Task goal ::
Make an exact copy of each entry, leaving out every picture.

Location identification entries:
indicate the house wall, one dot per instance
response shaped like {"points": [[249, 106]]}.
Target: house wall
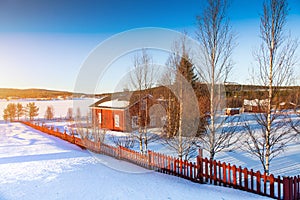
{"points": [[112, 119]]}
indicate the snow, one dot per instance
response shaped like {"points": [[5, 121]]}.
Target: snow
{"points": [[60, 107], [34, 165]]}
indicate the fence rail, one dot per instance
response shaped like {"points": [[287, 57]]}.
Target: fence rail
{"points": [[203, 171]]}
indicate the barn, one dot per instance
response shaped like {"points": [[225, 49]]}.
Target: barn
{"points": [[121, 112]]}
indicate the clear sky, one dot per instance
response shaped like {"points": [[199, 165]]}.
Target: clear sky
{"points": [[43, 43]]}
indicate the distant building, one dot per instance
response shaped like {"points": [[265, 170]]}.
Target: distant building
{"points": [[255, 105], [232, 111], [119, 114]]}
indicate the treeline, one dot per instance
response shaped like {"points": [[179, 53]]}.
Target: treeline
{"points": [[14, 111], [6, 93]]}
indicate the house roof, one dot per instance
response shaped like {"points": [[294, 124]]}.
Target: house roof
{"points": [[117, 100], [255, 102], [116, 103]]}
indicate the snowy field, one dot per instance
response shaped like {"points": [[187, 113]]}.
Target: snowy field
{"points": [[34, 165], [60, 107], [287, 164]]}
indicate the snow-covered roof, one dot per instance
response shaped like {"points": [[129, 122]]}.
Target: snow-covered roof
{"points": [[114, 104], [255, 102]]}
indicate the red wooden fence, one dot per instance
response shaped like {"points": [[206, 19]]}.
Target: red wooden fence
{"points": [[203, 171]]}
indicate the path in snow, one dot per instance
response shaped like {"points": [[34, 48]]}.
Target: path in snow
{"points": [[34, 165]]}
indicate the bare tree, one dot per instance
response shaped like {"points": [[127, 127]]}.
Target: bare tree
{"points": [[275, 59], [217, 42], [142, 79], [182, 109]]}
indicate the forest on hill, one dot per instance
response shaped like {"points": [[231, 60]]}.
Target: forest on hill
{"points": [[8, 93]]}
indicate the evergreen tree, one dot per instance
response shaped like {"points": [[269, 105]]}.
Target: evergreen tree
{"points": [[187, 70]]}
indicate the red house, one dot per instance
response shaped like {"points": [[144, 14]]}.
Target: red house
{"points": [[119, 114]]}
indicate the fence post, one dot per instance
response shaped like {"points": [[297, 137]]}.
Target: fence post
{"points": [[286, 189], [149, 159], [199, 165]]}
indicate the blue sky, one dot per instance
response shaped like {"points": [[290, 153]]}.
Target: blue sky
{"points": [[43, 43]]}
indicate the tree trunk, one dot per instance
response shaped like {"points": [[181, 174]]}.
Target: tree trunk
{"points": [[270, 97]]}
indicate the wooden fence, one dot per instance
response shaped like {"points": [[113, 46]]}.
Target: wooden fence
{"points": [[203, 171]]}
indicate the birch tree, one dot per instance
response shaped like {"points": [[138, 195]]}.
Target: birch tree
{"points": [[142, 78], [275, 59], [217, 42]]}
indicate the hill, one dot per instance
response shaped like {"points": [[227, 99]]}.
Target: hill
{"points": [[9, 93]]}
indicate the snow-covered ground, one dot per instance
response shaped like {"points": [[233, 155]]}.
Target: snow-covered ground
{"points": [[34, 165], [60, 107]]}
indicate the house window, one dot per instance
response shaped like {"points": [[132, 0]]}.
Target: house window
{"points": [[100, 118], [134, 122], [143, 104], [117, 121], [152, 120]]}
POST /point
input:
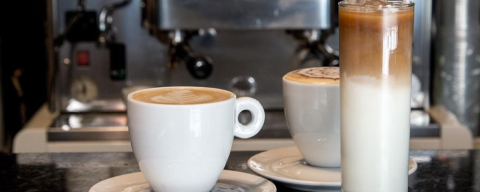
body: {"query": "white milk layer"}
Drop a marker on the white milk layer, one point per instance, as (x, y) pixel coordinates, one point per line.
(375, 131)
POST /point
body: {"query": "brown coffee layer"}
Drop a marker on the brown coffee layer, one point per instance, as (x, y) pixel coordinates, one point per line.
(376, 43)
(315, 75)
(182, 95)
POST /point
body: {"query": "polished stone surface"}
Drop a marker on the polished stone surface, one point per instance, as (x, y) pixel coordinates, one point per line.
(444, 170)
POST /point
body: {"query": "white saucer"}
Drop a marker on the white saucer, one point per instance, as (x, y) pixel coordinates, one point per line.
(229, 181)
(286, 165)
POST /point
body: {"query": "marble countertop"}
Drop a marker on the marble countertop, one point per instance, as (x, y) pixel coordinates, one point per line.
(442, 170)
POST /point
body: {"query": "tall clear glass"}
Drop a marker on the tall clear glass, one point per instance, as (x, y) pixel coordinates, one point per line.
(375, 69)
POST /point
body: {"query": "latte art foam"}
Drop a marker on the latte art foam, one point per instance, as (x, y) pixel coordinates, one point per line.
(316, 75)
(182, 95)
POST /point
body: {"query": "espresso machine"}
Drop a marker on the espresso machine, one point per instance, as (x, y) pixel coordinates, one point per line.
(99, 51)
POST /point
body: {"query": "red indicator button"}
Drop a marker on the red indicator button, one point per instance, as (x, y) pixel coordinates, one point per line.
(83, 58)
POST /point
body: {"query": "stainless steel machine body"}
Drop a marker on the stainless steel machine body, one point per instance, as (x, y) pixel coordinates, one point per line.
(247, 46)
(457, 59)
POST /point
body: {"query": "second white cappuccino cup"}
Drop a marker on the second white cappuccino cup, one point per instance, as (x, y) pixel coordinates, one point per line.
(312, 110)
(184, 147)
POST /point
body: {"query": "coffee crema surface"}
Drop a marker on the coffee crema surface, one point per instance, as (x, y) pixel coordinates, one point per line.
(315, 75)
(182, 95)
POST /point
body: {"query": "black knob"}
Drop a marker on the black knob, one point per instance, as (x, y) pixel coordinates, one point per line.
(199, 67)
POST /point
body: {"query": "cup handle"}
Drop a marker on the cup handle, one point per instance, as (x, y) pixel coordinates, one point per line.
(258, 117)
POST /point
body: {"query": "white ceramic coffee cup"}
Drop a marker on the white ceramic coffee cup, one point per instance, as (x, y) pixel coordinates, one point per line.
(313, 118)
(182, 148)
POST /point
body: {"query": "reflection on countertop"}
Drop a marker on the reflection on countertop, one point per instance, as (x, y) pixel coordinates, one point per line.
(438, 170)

Answer below ::
indicate the house wall, one dot per instance
response shaped like {"points": [[249, 106]]}.
Target: house wall
{"points": [[112, 119]]}
indicate the snow, one dot per instance
response shaped like {"points": [[5, 121]]}.
Target: snow
{"points": [[60, 107], [34, 165]]}
indicate the fence rail, one dot per instance
response shaped like {"points": [[287, 57]]}.
Target: fence rail
{"points": [[203, 171]]}
indicate the barn, one dot per instance
response shaped like {"points": [[225, 49]]}.
Target: barn
{"points": [[121, 112]]}
indicate the clear sky, one dot per instance
response shaped like {"points": [[199, 165]]}.
Target: clear sky
{"points": [[43, 43]]}
indicate the distant building, one dot per instance
response shaped like {"points": [[265, 170]]}.
Target: distant building
{"points": [[255, 105], [232, 111], [119, 114]]}
indicate the treeline, one dot per instance
response shaped like {"points": [[179, 53]]}.
Target: treeline
{"points": [[14, 111], [6, 93]]}
indicate the house roof, one dot per instance
response shaped like {"points": [[294, 124]]}.
Target: house roof
{"points": [[117, 100], [255, 102], [116, 103]]}
indicate the snowy field, one dot per instance
response shaped like {"points": [[187, 113]]}.
Target: snowy field
{"points": [[34, 165], [60, 107], [287, 164]]}
indicate the snow-covered roof, one dot per instance
response shaped like {"points": [[129, 122]]}.
Target: snow-covered roof
{"points": [[114, 104], [255, 102]]}
indicate the red wooden fence, one dot per instance
response shaped like {"points": [[206, 19]]}.
Target: red wooden fence
{"points": [[203, 171]]}
indicate the path in snow, one dot per instance
response shaped like {"points": [[34, 48]]}.
Target: path in snow
{"points": [[34, 165]]}
indicate the bare tree, one dot per instance
response shaped like {"points": [[127, 127]]}.
Target: bare tree
{"points": [[275, 59], [217, 42], [142, 79], [182, 109]]}
indicate the forest on hill, one dot per instance
response shaped like {"points": [[231, 60]]}.
Target: forest on hill
{"points": [[8, 93]]}
indicate the evergreen tree, one dot per instance
response shaped like {"points": [[269, 105]]}.
Target: evergreen tree
{"points": [[187, 70]]}
indicate the red house, one dot per instance
response shaped like {"points": [[144, 14]]}.
Target: red house
{"points": [[119, 114]]}
indicate the fence post, one dot per instance
response shaped like {"points": [[297, 137]]}.
Target: fence post
{"points": [[286, 189], [149, 159], [199, 165]]}
indicate the blue sky, one dot per instance
response shaped like {"points": [[290, 153]]}.
Target: blue sky
{"points": [[43, 43]]}
indicate the tree trunk, one dot per instance
response shaped like {"points": [[181, 174]]}.
Target: tree trunk
{"points": [[270, 97]]}
indicate the wooden fence, one dot per instance
response shaped like {"points": [[113, 46]]}.
Target: wooden fence
{"points": [[203, 171]]}
indicate the birch tree, one dot per instance
response shaped like {"points": [[138, 195]]}.
Target: birch tree
{"points": [[142, 78], [275, 59], [217, 42]]}
indicate the hill, one dot per instance
response shaped like {"points": [[227, 99]]}.
Target: hill
{"points": [[9, 93]]}
indicate the snow-covered ground, one dot per instance
response shaped like {"points": [[233, 155]]}.
Target: snow-covered ground
{"points": [[34, 165], [60, 107]]}
indicate the house window, one dot per instance
response shaped like {"points": [[132, 0]]}.
Target: house window
{"points": [[100, 118], [134, 122], [143, 104], [117, 121], [152, 120]]}
POST /point
input:
body: {"query": "white milk layer"}
Drop a marker on the white milk layer, one point per instance, as (x, y) pixel coordinates, one point per line.
(375, 131)
POST /point
body: {"query": "brown coffee layer"}
Drop a marker on the brown coffee layer, one point per instance, as (x, y) pixel coordinates, one point per line.
(376, 43)
(315, 75)
(182, 95)
POST /point
body: {"query": "polished stone surface"}
Drop a marker on the polished stone surface, one point per instance, as (x, y) pixel coordinates, one point per line.
(444, 170)
POST /point
body: {"query": "white saucer"}
Drop a marker on the white saucer, one point per instance, as (x, y) pixel coordinates, one point per line.
(229, 181)
(286, 165)
POST /point
body: {"query": "marble countertop"}
Drop a marker on the marble countertop, one point per instance, as (x, y) pixel coordinates, one point per line.
(442, 170)
POST /point
body: {"query": "tall clear glass"}
Drop a marker on the tall clear glass, one point per instance, as (x, y) pixel coordinates, one point per line.
(375, 69)
POST /point
body: {"query": "latte art foam"}
Drop a marker on the latte art foam, one point per instance, as (x, y) pixel coordinates, one point per line.
(316, 75)
(182, 95)
POST /point
body: {"query": "espresso machine"}
Drop a marker on the espresso machine, one point per instance, as (x, y) pixel coordinates, one point per line.
(99, 51)
POST /point
body: {"query": "red indicator button"}
Drop a marker on the red indicator button, one point per instance, as (x, y) pixel coordinates, one point per line.
(83, 58)
POST /point
body: {"query": "stainless steel machine body"}
Drop a marker on the stainless steel machine body, one point per instance, as (x, y) pixel coordinates, one point per line.
(247, 46)
(457, 59)
POST /point
body: {"query": "second white cappuccino cup"}
Drop a marker on the second white cappuccino cup, one point per instance, as (x, y) pixel coordinates, one point per line.
(312, 110)
(184, 147)
POST /point
body: {"query": "coffee crema surface"}
Drop a marker on the coffee crema surface, one point per instance, as (x, y) pixel coordinates, one point per line.
(315, 75)
(182, 95)
POST /point
body: {"query": "black knob"}
Drop a marker on the black knob, one point per instance, as (x, y) pixel coordinates, one point per line.
(199, 67)
POST /point
body: {"query": "cup handle"}
Drop a marker on the cup handle, one point per instance, as (x, y) pixel coordinates, one point per line.
(258, 117)
POST /point
body: {"query": "white ceramic coffee cup"}
Drop a marker on the white ceramic coffee cup, one point per instance, as (x, y) pixel coordinates, one point per line.
(313, 118)
(182, 148)
POST /point
body: {"query": "reflection on countertop"}
Drop a marker on the reflection on countertop, one point per instance, as (x, y) pixel coordinates, one point per line.
(438, 170)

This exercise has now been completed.